:: THE TASK ::
Which lines of the material contain the word "orange"? Pull out each of them in full.

:: MATERIAL PROVIDED ::
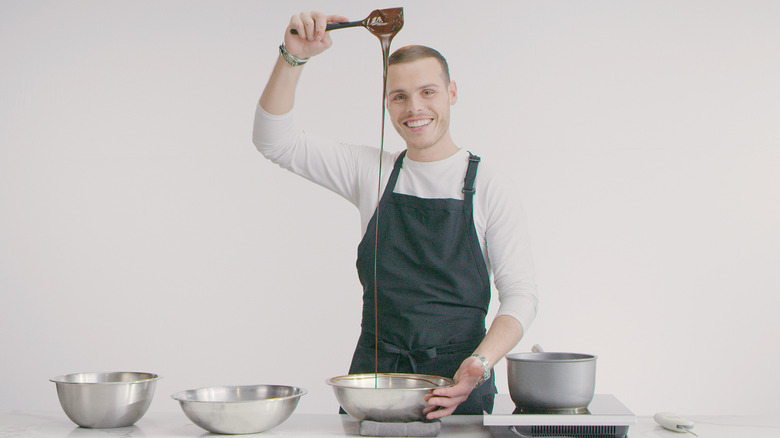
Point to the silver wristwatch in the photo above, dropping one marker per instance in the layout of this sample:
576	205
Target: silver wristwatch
485	368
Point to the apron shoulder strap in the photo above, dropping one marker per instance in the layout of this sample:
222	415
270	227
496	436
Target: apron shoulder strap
471	175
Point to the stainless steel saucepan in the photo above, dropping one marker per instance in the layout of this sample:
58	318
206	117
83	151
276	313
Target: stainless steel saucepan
554	382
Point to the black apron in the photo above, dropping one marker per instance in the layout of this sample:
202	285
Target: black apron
433	287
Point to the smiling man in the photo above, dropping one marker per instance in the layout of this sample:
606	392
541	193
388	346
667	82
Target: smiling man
447	222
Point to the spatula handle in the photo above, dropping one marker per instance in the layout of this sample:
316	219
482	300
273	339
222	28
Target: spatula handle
332	26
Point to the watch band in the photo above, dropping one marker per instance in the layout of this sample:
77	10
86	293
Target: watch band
485	368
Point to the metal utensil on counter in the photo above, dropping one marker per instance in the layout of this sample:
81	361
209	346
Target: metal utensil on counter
386	397
551	382
380	21
105	400
674	422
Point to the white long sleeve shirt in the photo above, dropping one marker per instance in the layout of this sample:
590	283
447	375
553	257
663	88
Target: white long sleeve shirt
352	171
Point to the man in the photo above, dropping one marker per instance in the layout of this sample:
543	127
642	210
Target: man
443	225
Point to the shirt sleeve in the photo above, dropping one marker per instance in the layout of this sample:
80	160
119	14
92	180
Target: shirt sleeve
508	249
330	164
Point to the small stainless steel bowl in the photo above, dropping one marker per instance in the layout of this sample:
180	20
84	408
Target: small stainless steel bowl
105	400
239	409
386	397
551	381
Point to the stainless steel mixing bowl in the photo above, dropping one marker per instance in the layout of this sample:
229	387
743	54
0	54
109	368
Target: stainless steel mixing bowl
239	409
104	400
551	381
386	397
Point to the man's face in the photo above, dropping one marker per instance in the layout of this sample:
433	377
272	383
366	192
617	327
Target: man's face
418	100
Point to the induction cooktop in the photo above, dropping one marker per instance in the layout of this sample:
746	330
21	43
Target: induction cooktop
605	417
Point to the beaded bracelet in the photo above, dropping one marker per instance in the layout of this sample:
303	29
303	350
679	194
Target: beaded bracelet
293	61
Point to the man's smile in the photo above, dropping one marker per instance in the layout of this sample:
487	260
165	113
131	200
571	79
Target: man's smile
417	123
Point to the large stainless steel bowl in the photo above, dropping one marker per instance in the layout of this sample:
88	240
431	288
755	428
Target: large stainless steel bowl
551	381
105	400
239	409
386	397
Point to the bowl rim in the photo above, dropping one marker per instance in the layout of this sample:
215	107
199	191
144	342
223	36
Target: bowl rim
300	392
334	381
62	378
549	357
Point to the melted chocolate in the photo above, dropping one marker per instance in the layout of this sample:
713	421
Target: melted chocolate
384	24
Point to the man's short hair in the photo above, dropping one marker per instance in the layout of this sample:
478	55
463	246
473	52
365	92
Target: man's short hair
413	53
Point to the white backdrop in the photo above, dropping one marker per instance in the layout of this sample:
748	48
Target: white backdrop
140	230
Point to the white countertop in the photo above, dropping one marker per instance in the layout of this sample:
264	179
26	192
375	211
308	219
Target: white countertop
15	424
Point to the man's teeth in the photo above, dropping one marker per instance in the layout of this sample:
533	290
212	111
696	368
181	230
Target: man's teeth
418	123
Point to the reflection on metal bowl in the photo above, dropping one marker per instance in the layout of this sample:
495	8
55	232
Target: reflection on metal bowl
105	400
386	397
239	409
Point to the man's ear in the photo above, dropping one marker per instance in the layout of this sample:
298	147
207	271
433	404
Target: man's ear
453	92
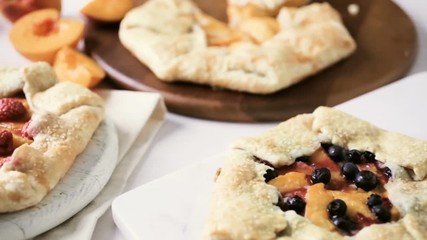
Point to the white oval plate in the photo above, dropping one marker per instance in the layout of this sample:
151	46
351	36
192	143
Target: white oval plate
82	183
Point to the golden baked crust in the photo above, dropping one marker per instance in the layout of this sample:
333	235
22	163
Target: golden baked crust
237	205
256	53
64	118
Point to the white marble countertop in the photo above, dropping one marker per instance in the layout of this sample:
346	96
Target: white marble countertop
183	140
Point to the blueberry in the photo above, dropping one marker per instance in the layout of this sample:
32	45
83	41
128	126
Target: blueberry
295	203
349	170
325	146
366	180
343	222
337	208
321	175
270	174
353	156
383	213
336	153
374	199
304	159
387	172
368	156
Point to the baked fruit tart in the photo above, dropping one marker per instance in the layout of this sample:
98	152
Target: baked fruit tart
265	46
324	175
44	125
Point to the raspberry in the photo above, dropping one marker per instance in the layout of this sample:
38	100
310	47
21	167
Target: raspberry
6	142
4	160
11	109
26	131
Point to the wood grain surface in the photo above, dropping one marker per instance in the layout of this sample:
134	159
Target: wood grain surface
387	46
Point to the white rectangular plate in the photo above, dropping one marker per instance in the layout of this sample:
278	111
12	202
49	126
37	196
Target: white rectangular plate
174	207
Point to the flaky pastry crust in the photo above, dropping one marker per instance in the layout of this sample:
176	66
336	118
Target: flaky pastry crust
64	118
262	55
243	206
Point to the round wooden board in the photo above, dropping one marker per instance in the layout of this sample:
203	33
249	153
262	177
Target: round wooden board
387	45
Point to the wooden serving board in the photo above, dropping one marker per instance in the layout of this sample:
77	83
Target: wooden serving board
387	45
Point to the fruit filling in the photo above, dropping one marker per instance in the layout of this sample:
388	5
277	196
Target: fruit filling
14	115
335	188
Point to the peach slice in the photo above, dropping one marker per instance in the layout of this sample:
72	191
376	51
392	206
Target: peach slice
71	65
40	34
107	10
14	9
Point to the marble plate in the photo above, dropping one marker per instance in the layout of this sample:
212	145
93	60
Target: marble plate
80	185
175	206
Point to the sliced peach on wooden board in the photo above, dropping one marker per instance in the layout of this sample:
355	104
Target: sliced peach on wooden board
73	66
14	9
40	34
107	10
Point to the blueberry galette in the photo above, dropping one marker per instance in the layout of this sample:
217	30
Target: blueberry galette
325	175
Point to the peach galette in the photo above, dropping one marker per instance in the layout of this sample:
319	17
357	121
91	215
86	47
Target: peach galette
324	175
266	45
44	125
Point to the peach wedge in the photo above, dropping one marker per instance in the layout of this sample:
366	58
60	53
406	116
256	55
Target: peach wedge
14	9
71	65
107	10
40	34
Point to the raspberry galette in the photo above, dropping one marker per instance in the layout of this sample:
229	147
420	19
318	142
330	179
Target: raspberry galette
44	125
324	175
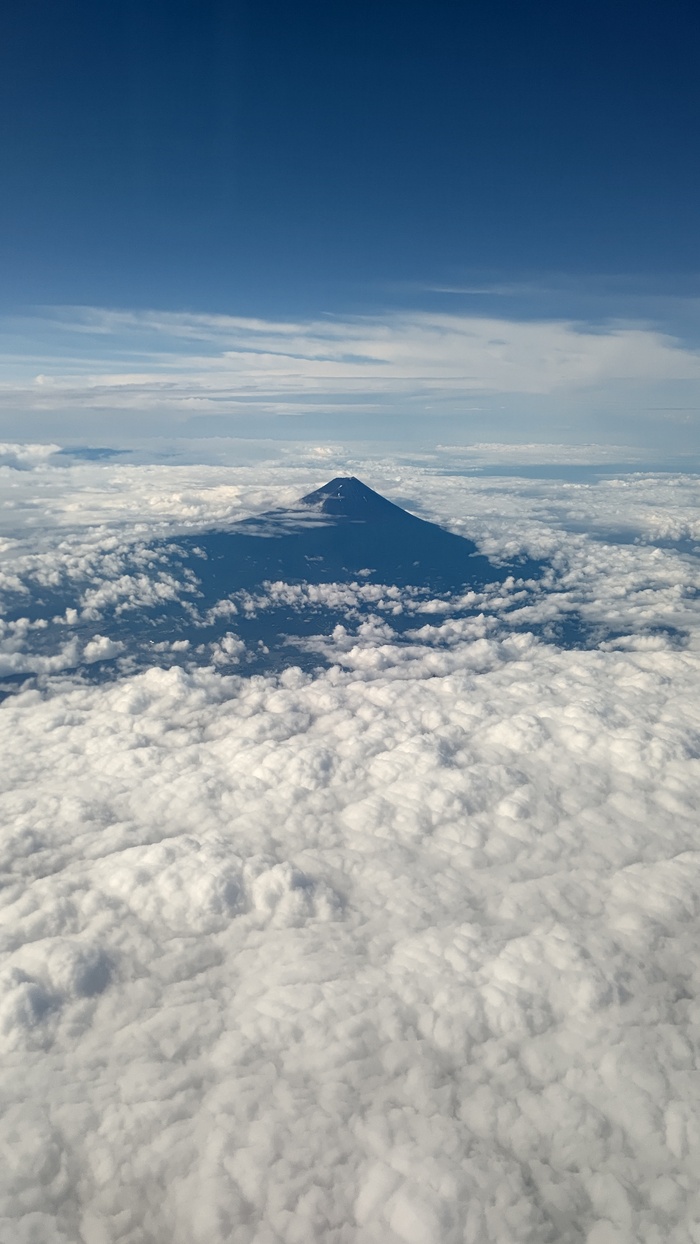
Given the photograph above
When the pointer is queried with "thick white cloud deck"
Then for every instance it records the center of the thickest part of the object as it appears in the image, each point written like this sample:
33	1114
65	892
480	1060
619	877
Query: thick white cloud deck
403	952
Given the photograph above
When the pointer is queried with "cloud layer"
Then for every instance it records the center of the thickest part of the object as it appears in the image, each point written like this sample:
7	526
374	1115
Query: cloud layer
220	367
405	952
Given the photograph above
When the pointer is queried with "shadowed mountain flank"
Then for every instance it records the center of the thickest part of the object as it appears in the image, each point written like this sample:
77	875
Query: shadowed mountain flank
269	591
340	533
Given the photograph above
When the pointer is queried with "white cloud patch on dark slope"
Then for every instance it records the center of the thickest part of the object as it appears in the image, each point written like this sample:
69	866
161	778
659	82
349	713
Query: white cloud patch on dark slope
405	952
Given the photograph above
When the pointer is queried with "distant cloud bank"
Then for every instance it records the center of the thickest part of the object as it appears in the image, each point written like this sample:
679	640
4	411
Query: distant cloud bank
476	370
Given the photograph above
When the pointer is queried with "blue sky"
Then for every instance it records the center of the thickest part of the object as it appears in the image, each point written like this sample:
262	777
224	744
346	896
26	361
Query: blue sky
496	162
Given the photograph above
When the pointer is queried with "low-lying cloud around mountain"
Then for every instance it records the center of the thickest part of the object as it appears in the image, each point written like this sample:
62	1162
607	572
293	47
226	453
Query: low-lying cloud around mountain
404	951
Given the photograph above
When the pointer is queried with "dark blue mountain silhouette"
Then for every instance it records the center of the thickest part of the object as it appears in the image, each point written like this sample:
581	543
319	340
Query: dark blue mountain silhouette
343	533
337	533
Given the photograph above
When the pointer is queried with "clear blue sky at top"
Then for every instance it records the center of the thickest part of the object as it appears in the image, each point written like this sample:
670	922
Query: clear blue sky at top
270	158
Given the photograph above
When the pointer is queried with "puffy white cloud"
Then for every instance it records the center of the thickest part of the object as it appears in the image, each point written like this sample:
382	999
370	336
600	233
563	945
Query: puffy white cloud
403	952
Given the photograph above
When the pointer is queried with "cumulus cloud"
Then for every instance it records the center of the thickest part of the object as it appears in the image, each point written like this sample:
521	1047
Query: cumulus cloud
403	952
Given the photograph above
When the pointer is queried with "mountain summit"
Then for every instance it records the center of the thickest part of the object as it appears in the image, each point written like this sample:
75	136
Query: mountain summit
348	498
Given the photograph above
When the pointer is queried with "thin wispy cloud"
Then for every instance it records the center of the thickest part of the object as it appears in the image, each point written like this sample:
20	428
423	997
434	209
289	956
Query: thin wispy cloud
119	358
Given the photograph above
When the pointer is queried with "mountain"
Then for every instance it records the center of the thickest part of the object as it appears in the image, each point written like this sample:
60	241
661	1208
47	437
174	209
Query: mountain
338	533
269	587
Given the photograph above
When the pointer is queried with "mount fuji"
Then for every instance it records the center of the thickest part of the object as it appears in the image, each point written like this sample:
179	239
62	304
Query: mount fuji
262	594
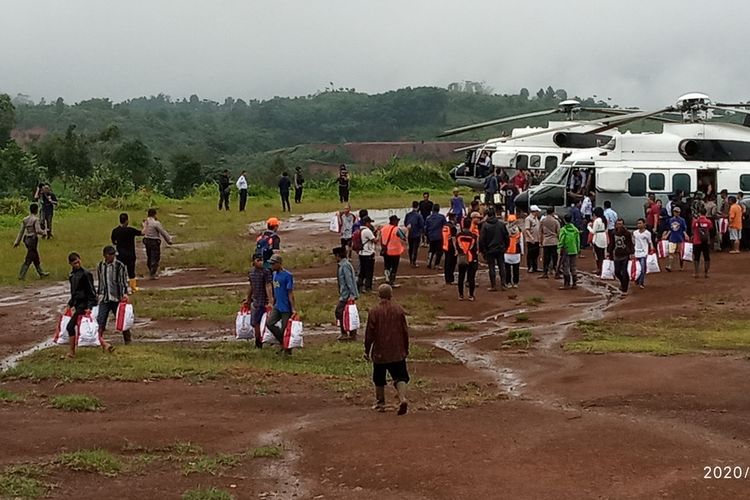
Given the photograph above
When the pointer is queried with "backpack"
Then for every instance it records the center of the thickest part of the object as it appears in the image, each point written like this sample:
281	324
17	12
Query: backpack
264	245
357	241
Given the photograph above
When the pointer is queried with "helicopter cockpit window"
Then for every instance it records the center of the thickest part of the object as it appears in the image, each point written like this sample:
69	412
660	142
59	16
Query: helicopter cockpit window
522	162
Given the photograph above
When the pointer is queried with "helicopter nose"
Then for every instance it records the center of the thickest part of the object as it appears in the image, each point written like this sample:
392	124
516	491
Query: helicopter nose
522	202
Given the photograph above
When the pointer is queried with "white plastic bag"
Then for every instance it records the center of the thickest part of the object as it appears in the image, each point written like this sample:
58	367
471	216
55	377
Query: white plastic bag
61	334
351	317
293	334
88	331
243	329
608	269
687	251
334	224
652	264
125	317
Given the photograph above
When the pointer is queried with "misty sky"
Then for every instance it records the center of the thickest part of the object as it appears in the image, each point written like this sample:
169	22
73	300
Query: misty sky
640	53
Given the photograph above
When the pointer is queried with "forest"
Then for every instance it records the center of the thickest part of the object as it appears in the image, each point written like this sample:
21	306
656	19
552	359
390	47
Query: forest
97	148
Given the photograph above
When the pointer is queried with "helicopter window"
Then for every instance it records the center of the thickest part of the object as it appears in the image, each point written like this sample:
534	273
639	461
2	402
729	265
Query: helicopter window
535	162
550	163
681	182
522	162
637	185
656	182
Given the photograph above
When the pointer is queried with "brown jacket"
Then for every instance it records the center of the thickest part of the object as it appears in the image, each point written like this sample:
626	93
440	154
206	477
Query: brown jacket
387	334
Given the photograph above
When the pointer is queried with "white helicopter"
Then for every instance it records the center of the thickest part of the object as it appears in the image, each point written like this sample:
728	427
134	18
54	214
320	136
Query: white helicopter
695	155
538	149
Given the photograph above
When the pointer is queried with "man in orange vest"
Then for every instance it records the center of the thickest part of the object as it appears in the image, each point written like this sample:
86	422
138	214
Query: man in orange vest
449	249
392	240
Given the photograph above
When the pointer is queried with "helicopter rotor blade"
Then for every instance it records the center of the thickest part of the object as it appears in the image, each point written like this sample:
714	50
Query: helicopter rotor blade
490	123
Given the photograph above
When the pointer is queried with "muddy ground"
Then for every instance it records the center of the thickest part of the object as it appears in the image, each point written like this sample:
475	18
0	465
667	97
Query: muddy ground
554	425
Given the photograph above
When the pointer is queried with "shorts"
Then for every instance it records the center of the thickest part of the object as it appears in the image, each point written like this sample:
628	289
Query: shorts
397	369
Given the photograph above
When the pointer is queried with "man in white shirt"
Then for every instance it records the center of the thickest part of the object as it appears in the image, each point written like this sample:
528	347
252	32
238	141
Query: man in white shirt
242	186
366	256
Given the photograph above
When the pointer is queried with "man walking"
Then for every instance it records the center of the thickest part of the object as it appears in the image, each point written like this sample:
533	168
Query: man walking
283	300
493	240
347	291
392	240
31	229
550	228
414	223
284	186
123	238
531	233
299	184
620	249
224	189
258	296
387	346
153	232
366	255
82	300
242	188
112	280
569	246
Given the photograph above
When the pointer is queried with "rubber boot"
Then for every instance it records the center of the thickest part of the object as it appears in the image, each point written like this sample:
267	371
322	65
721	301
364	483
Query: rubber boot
403	403
42	273
379	399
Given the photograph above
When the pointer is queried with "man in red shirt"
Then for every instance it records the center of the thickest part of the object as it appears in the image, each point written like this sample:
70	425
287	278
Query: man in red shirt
701	242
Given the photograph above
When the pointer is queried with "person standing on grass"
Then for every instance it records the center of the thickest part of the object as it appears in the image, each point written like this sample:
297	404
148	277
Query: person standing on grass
414	223
224	190
620	249
299	184
283	300
531	233
493	241
677	235
268	243
284	185
550	228
343	184
643	244
48	200
569	246
123	238
30	232
434	228
82	300
702	226
347	291
366	255
242	188
387	346
468	259
346	228
392	240
735	224
112	280
153	232
258	296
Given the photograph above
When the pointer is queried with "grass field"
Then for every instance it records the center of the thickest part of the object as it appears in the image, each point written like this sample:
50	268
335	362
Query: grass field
86	230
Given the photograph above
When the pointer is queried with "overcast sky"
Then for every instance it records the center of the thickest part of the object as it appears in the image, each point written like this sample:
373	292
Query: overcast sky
641	52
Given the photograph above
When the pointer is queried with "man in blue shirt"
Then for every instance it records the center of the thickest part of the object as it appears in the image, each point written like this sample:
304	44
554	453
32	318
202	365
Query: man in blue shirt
676	233
434	228
283	300
414	222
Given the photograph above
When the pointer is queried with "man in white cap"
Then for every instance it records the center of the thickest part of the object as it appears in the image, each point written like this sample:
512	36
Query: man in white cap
531	227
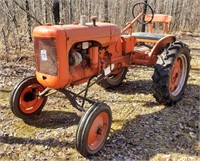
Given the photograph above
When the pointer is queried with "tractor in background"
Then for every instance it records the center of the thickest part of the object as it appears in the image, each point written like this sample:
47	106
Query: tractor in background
99	52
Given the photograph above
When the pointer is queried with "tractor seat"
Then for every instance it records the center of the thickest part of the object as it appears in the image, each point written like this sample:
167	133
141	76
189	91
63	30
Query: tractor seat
148	37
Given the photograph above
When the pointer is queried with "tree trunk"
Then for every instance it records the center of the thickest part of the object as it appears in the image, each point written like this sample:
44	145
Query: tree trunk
56	11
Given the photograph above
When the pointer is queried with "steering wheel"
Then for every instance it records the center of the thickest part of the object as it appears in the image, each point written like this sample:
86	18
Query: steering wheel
139	8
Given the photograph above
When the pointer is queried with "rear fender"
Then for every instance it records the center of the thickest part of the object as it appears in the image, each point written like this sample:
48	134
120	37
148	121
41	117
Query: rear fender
160	46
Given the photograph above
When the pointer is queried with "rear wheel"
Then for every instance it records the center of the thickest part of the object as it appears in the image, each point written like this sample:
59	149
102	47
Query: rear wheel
24	101
171	73
114	80
93	129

:: THE RESPONSE ::
When the pointer is queried with "man in orange vest"
Query: man in orange vest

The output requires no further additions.